Mevcut veri, olasılık ve tanımlama –üç cevap ...
Yaşamın dünyamız ile sınırlı olup olmadığına yönelik üç farklı cevabın nedenidir.
Bir de buna mantık faktörü eklendiğinde artı bir cevap daha verebiliriz.
Bunların dışında evrenimize ve ötesine yönelik metafizik ölçekli, sonsuzluk ve dayandırıldığı ezeli ve ebedi yaratım-yaratıcı süreci çerçeveli yaklaşımlar da var ancak biz aklın ve nesnel tezahürü ( gerçekleşme yol ve yöntemi) olan bilime sadık kalacaksak; en başta ifade ettiğimiz üç artı Bir üzerinden ilerleyeceğiz.
İlki mevcut veridir: Mevcut veriler ( kanıtlanabilir) , henüz dünyamız dışında bir yaşama dair somut, sınanabilir bir iddia için çok yetersiz ve kesin olarak vardır diyemiyor.
İkincisi olasılıktır: Sınırlarına henüz hakim olamadığımız bir evrende, "yoktur" şeklinde yanlışlayamadığımız her şey olasılık dahilindedir. Dünyamız dışında yaşam dahil...
Üçüncüsü yaşamı nasıl tanımladığımız ile ilgilidir: Dünyamızda karbon kökenli yaşamın egemenliği söz konusu. Salt otonom hareket, zaruri enerji transferi ve evrimsel süreçlerin kendisi yahut revize edilmiş hali ile organizasyon ve aktivitenin aynı anda hakim oluşu canlılık için genel geçer tanımlamalardır.

▶ Alıştırma görevi 1
Aşağıdaki kayıtlardan "small" kelimesini barındıran her satırı seçerek aynen aktarınız.

Fotoğraf tabanlı nokta etiketleme verileri:
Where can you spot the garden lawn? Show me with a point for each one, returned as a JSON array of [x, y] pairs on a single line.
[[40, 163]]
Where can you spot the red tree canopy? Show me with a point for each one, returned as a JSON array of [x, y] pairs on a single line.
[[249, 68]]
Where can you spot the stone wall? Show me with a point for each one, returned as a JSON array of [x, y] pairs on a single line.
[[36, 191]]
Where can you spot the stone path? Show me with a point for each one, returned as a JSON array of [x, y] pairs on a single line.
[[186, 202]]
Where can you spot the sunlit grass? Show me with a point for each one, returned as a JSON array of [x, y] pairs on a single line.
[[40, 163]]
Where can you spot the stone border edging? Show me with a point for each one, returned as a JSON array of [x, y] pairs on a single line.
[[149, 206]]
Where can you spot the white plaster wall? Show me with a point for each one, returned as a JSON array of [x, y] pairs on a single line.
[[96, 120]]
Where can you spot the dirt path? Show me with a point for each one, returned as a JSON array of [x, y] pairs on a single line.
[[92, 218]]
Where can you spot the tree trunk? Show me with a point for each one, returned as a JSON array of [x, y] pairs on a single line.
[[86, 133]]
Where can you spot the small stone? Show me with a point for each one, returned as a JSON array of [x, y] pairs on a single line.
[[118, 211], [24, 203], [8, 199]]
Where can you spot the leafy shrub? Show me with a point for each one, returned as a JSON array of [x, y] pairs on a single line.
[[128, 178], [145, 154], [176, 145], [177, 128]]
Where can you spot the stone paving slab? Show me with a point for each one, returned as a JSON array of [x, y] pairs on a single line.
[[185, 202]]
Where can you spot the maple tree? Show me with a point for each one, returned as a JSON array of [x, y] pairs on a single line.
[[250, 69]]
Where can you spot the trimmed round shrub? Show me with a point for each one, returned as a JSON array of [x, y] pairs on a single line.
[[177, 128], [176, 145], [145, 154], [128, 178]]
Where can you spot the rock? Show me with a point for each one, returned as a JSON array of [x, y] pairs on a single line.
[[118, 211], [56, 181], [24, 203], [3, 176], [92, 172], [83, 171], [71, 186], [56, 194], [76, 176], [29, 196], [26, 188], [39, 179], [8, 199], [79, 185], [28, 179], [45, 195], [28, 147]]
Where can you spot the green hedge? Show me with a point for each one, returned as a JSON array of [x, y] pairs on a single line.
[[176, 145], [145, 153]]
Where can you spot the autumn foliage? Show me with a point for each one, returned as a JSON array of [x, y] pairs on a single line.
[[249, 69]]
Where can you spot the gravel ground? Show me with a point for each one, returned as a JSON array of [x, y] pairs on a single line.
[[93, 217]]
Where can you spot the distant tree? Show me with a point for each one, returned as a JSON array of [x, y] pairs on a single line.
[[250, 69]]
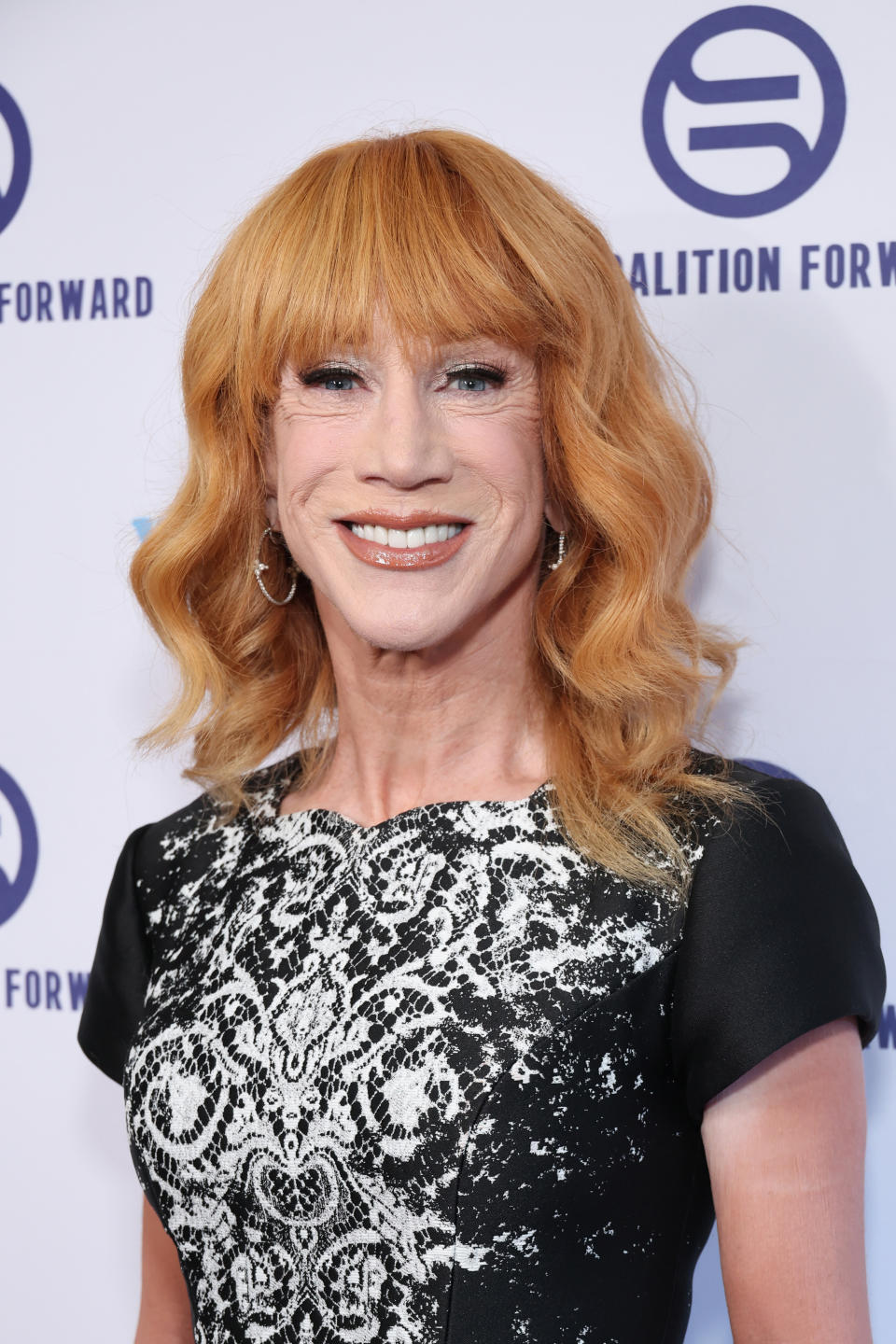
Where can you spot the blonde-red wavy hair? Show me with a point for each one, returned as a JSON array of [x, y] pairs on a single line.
[[462, 240]]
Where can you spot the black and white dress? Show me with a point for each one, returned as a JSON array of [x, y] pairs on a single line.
[[440, 1080]]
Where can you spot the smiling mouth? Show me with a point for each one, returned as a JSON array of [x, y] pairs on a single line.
[[412, 542], [404, 538]]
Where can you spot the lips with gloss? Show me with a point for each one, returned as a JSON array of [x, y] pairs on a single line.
[[399, 558]]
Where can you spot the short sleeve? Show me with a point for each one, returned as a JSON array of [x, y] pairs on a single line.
[[117, 986], [779, 937]]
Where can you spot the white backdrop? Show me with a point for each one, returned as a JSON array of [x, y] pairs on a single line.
[[152, 128]]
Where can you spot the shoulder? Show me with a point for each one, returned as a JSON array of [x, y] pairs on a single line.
[[199, 836], [779, 935], [779, 827]]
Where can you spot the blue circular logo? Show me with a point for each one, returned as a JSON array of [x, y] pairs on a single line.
[[15, 889], [806, 162], [14, 195]]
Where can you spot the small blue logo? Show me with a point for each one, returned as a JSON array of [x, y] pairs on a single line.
[[15, 889], [14, 195], [806, 162]]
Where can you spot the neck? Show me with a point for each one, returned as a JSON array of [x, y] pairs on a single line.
[[462, 720]]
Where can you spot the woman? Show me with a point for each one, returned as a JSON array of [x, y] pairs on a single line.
[[399, 1065]]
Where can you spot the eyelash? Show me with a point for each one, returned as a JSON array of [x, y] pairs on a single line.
[[491, 372]]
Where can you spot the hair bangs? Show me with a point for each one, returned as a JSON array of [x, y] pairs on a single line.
[[385, 229]]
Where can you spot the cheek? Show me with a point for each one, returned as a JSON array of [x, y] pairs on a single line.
[[510, 460], [305, 455]]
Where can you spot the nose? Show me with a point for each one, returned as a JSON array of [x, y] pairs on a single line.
[[406, 442]]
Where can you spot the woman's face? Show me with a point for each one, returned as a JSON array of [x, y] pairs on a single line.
[[436, 461]]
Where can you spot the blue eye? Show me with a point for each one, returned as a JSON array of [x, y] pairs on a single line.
[[476, 379], [330, 379]]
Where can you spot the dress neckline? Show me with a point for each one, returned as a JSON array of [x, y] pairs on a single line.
[[308, 818]]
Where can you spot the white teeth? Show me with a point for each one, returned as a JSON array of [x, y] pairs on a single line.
[[402, 539]]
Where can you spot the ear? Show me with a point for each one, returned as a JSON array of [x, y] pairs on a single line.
[[269, 464], [556, 516]]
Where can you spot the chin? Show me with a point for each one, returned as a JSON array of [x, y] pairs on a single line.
[[403, 633]]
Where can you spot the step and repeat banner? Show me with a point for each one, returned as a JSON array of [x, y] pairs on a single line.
[[740, 162]]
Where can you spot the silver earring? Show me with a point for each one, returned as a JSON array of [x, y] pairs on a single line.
[[562, 547], [259, 568]]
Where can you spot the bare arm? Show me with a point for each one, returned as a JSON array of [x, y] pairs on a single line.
[[164, 1304], [786, 1152]]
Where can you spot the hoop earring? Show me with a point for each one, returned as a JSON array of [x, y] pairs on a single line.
[[562, 547], [259, 568]]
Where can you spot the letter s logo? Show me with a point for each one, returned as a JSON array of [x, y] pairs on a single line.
[[675, 69]]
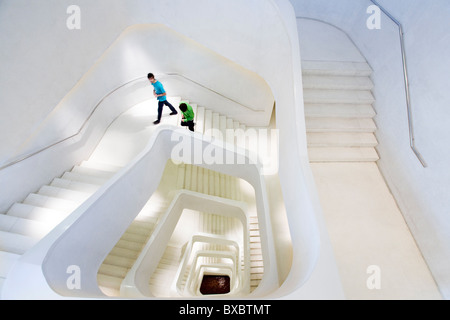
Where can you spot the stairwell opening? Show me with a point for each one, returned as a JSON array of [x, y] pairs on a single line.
[[215, 284]]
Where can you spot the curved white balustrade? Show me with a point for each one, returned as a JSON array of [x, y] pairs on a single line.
[[135, 284], [89, 233]]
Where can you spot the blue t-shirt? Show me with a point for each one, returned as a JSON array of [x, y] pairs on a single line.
[[159, 90]]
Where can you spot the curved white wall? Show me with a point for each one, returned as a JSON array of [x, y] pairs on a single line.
[[273, 55], [420, 193]]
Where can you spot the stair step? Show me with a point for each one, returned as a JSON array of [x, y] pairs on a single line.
[[339, 111], [109, 285], [341, 139], [338, 96], [121, 261], [336, 68], [73, 176], [74, 185], [340, 125], [7, 261], [337, 82], [31, 228], [16, 243], [200, 120], [62, 193], [50, 202], [342, 154], [26, 211], [92, 172], [113, 271]]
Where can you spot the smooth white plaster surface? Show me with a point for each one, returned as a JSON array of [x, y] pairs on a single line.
[[422, 194]]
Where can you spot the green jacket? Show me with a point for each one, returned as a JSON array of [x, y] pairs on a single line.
[[189, 114]]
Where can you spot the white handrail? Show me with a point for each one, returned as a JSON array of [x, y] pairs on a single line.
[[405, 74], [29, 155]]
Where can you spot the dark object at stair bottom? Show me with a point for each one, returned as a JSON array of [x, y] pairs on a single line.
[[215, 285]]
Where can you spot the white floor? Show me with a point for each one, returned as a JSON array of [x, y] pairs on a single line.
[[376, 254], [367, 230]]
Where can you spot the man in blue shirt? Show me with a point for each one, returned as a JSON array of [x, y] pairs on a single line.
[[161, 95]]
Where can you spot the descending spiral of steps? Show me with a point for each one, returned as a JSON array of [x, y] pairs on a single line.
[[339, 112], [25, 223]]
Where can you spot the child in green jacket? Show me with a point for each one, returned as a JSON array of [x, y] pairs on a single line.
[[187, 115]]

▶ Alıştırma görevi 2
Yukarıdaki dünya dışı yaşama dair metinden "Bunların dışında evrenimize" ifadesiyle başlayıp "dışında yaşam dahil..." ifadesine kadar süren bölümü hiçbir değişiklik yapmadan çıkarınız.

▶ Çözüm 1
Where can you spot the small stone? Show me with a point for each one, returned as a JSON array of [x, y] pairs on a single line.
Where can you spot the small blue logo? Show me with a point for each one, returned as a JSON array of [x, y] pairs on a single line.

▶ Çözüm 2
Bunların dışında evrenimize ve ötesine yönelik metafizik ölçekli, sonsuzluk ve dayandırıldığı ezeli ve ebedi yaratım-yaratıcı süreci çerçeveli yaklaşımlar da var ancak biz aklın ve nesnel tezahürü ( gerçekleşme yol ve yöntemi) olan bilime sadık kalacaksak; en başta ifade ettiğimiz üç artı Bir üzerinden ilerleyeceğiz.
İlki mevcut veridir: Mevcut veriler ( kanıtlanabilir) , henüz dünyamız dışında bir yaşama dair somut, sınanabilir bir iddia için çok yetersiz ve kesin olarak vardır diyemiyor.
İkincisi olasılıktır: Sınırlarına henüz hakim olamadığımız bir evrende, "yoktur" şeklinde yanlışlayamadığımız her şey olasılık dahilindedir. Dünyamız dışında yaşam dahil...